##### Material for the task #####
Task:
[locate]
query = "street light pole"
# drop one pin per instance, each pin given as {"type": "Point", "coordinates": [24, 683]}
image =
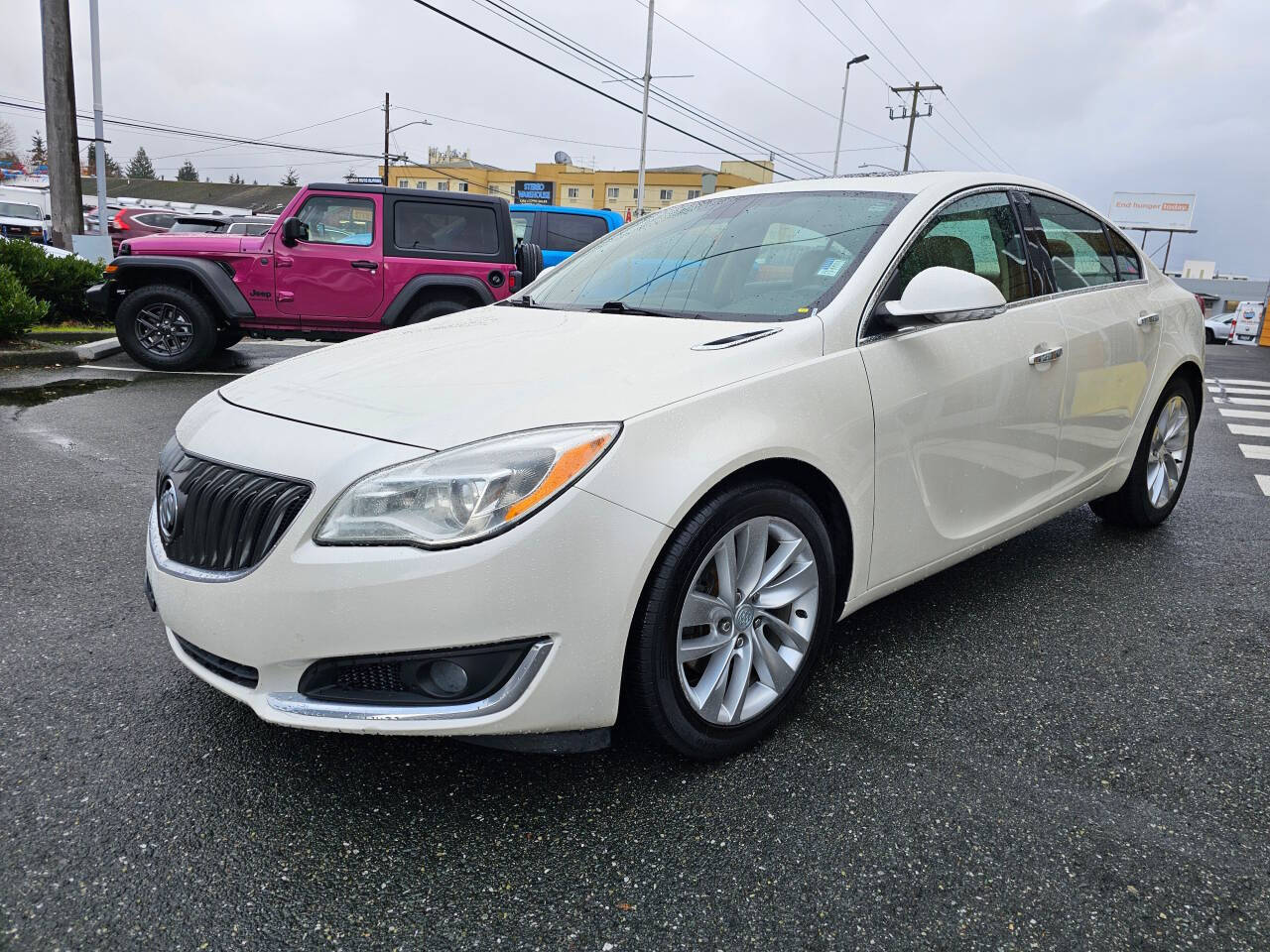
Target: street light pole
{"type": "Point", "coordinates": [643, 127]}
{"type": "Point", "coordinates": [842, 112]}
#####
## Your instructions
Reproduce every line of the records above, requests included, with each point coordinate in the answers multiplied by 1.8 and rounded to a whole number, halves rounded up. Leave the numbers in the requests and their format samples as they are, and leave out the pictures.

## Answer below
Task:
[locate]
query = "street light pole"
# drop one pin per instance, each pin given as {"type": "Point", "coordinates": [24, 683]}
image =
Target: street light pole
{"type": "Point", "coordinates": [1157, 229]}
{"type": "Point", "coordinates": [1516, 202]}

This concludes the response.